##### RECORDS SHOWN #####
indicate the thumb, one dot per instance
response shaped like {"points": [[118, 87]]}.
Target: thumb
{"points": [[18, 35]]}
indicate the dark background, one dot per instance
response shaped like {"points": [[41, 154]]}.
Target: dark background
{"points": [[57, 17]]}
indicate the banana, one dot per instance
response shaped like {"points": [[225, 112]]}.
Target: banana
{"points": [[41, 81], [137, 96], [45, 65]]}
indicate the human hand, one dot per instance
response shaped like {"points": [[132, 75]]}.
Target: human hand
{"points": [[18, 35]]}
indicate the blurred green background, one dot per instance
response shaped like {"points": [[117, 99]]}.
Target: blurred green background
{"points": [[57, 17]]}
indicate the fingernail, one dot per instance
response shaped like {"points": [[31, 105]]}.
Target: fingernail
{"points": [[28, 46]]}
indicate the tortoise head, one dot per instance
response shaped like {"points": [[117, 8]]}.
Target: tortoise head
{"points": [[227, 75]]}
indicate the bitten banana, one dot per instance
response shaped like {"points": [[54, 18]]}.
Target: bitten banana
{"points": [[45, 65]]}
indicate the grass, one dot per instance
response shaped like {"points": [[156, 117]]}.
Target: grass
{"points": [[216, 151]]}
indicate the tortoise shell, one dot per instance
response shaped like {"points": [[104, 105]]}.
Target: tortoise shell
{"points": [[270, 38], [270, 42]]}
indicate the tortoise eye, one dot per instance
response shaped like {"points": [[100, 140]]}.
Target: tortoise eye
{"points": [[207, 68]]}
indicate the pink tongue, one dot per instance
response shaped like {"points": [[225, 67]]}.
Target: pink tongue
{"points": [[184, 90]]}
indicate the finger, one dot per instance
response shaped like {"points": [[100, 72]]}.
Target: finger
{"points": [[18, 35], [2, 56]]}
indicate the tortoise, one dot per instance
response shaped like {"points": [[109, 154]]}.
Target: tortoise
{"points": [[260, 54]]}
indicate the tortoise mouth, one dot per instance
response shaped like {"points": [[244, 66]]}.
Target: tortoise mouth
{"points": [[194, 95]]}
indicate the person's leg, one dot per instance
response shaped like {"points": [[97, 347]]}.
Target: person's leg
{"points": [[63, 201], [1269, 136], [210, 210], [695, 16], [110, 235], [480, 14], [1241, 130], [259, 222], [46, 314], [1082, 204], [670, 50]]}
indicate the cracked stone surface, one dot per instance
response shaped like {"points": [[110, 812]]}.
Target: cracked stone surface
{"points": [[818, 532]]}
#####
GOAL - Can you copy every one of the records above word for word, keeping their order?

WRITTEN ANSWER -
indicate the thumb, one dot per instance
response shaped like {"points": [[118, 87]]}.
Target: thumb
{"points": [[18, 35]]}
indicate the dark background, one dot per instance
response shaped like {"points": [[41, 154]]}.
Target: dark background
{"points": [[57, 17]]}
indicate the banana, one dot per instance
response shaped like {"points": [[225, 112]]}.
Target: banana
{"points": [[41, 81], [137, 96], [45, 65]]}
indicate the human hand, one dot per instance
response shaped like {"points": [[132, 75]]}.
Target: human hand
{"points": [[18, 35]]}
indicate the blurred green background, one dot per instance
response shaped like {"points": [[117, 99]]}.
Target: blurred green background
{"points": [[57, 17]]}
indicate the fingernail, one dot per instance
response shaped like {"points": [[31, 105]]}.
Target: fingernail
{"points": [[28, 46]]}
indicate the tortoise head, one dot per instance
response shaped like {"points": [[117, 8]]}.
Target: tortoise head
{"points": [[227, 75]]}
indicate the bitten banana, one dot per instance
response shaped like {"points": [[54, 18]]}.
Target: bitten banana
{"points": [[45, 65]]}
indicate the grass, one dot per instance
response shaped like {"points": [[156, 117]]}.
Target: grass
{"points": [[216, 151]]}
indicate the tortoise shell, one dot per instance
response shaped like {"points": [[104, 105]]}.
Target: tortoise shell
{"points": [[270, 38], [270, 42]]}
indicate the tortoise eye, one dot per instance
response shaped like {"points": [[100, 140]]}.
Target: tortoise eye
{"points": [[207, 68]]}
indicate the pink tongue, one dot per instance
response shaped like {"points": [[225, 67]]}.
Target: pink tongue
{"points": [[184, 90]]}
indicate the finger, one dot per instance
response shaped like {"points": [[100, 72]]}.
Target: finger
{"points": [[18, 35], [2, 56]]}
indicate the tortoise, one dot per instance
response shaped like {"points": [[109, 154]]}.
Target: tortoise
{"points": [[260, 54]]}
indicate the tortoise mouth, one dot per instance
response shaped like {"points": [[244, 66]]}.
Target: tortoise mouth
{"points": [[194, 95]]}
indicate the person's leg, one dot per instance
response shaped like {"points": [[97, 347]]}.
Target: person's leg
{"points": [[63, 201], [1269, 136], [210, 210], [695, 16], [110, 235], [480, 14], [1241, 130], [259, 222], [46, 314], [1082, 204], [670, 50]]}
indicate the cracked stone surface, one dot per instance
response shaped like {"points": [[110, 812]]}.
Target: cracked stone surface
{"points": [[818, 532]]}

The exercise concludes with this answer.